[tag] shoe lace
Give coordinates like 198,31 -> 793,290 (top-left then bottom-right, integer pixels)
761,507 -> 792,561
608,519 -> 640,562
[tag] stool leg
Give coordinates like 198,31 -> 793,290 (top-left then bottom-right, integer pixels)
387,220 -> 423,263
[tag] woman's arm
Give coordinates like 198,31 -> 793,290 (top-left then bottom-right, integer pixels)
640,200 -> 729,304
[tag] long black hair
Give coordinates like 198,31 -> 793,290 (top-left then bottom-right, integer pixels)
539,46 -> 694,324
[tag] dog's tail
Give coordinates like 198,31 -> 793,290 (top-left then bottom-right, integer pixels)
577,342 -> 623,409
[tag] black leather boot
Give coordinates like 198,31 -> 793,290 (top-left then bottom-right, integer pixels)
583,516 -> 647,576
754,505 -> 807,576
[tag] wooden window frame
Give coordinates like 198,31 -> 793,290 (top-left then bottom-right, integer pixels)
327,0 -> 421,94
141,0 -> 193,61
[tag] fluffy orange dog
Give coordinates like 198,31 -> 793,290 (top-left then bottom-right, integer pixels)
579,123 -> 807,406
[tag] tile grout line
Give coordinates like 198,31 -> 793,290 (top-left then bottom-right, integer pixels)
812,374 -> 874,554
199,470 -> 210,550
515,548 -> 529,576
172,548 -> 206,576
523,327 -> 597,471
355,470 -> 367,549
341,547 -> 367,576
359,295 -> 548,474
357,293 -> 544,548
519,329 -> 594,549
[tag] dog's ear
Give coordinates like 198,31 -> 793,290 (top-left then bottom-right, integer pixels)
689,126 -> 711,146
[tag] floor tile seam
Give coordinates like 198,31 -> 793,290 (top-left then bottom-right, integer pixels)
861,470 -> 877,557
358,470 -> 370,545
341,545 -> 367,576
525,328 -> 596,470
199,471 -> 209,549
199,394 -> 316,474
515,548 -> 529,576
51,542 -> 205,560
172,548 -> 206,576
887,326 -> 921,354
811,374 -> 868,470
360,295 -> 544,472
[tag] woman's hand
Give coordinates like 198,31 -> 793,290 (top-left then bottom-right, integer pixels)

——————

### 演習の目的
「[tag] wooden window frame」を含む行から「579,123 -> 807,406」を含む行までの部分を、両端の行と指示の行も含めて書き直し、解答中の座標の各数値に-58を加えてずらしてください。その範囲の行のみを示してください。

### 完全な解答
[tag] wooden window frame
Give coordinates like 198,31 -> 793,290 (top-left then bottom-right, integer pixels)
269,-58 -> 363,36
83,-58 -> 135,3
[tag] fluffy orange dog
Give coordinates like 198,31 -> 793,290 (top-left then bottom-right, integer pixels)
521,65 -> 749,348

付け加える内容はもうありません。